*** Opening GIVEN TEXT ***
Screengrab Review: Six Man, Texas

Posted by Hayden Childs

I grew up in Alabama and I don't care a single whit about football.  There, I said it.  I think football is boring, a celebration of brute force and luck over strategy that's about as fun to watch as listening to my teeth grinding together whenever I hear Sarah Palin speak. This view was, needless to say, a minority opinion among my peers when I was young, and it's even more so now that I'm no longer young.  I thought Alabama was crazy for football, but Texas, where I live now, likes not just pro and college ball, but also high school ball.  You have to wonder what's next, little league fanaticism?

That said, Friday Night Lights has shown me that I'm a sucker for well-made football drama.  The tv show, not the movie, I mean.  The movie was a little too heavy on the fist-pumping and light on the social commentary.  The tv show of Friday Night Lights - if you've never seen it, and why not? - is not really about football, of course, but the reality of living in a small town in Texas.  Football itself is a metaphor.  Most of these kids are going to reach an adulthood bereft of the heights of their high-school football careers, and everyone in their community knows it.  Of course, this is a common theme in football movies, going back at least to The Last Picture Show, in which professional ascot model Peter Bogdanovich hammered home the notion that to be young in a small town is to be a sacrificial lamb on the altar of hometown football pride (substituting the popular regional sport, such as, say, hockey, for football where necessary).  Most people burn brightest at 17 and spend the rest of their lives looking back.
*** Closing GIVEN TEXT ***
> _QUESTIONS_
**A)** Copy the review word for word, starting at "I grew up in" and ending at "little league fanaticism?".
**B)** Name every person mentioned in the review.
The items play no part here.
*** Opening RECORD SET ***
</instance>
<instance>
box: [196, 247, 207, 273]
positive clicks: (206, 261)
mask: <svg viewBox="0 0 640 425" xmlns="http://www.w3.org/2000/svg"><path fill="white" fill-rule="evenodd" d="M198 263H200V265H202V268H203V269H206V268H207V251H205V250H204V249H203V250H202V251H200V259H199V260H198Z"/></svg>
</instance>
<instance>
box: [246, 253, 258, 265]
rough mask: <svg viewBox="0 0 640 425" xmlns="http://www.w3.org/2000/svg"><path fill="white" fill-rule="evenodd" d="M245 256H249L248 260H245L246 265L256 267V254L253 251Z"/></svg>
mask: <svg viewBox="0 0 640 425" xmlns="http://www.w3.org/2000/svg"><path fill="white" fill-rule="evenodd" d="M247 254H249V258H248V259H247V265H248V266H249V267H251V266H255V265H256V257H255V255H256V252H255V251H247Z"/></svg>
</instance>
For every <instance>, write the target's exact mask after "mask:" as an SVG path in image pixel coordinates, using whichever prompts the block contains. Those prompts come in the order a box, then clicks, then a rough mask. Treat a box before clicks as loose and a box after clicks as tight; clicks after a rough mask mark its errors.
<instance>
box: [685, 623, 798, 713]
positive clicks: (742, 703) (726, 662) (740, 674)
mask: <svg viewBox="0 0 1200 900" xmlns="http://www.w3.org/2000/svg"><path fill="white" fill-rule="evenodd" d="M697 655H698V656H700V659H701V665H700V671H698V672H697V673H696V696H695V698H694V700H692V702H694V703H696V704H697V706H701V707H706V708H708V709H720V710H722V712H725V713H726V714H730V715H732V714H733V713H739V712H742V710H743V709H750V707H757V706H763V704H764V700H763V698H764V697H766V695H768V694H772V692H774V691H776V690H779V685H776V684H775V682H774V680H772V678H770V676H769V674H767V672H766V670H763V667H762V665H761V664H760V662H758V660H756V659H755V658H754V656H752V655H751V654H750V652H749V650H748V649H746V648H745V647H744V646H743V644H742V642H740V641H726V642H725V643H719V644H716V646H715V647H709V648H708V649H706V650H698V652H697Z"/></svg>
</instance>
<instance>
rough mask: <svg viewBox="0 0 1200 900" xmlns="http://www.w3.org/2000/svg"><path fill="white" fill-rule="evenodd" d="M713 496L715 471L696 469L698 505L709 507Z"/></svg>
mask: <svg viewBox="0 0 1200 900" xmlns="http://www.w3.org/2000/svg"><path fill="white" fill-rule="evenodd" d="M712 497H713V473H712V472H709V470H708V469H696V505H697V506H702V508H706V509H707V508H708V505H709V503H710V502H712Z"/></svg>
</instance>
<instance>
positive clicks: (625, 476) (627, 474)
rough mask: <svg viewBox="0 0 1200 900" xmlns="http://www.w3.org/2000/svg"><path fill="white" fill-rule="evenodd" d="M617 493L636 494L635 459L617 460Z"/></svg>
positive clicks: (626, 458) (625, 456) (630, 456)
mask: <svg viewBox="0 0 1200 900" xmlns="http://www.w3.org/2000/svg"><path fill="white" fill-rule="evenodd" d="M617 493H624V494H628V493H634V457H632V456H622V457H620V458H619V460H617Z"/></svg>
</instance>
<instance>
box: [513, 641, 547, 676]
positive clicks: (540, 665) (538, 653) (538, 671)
*** Closing RECORD SET ***
> _EXPECTED RESPONSES_
**A)**
I grew up in Alabama and I don't care a single whit about football.  There, I said it.  I think football is boring, a celebration of brute force and luck over strategy that's about as fun to watch as listening to my teeth grinding together whenever I hear Sarah Palin speak. This view was, needless to say, a minority opinion among my peers when I was young, and it's even more so now that I'm no longer young.  I thought Alabama was crazy for football, but Texas, where I live now, likes not just pro and college ball, but also high school ball.  You have to wonder what's next, little league fanaticism?

**B)** Hayden Childs, Sarah Palin, Peter Bogdanovich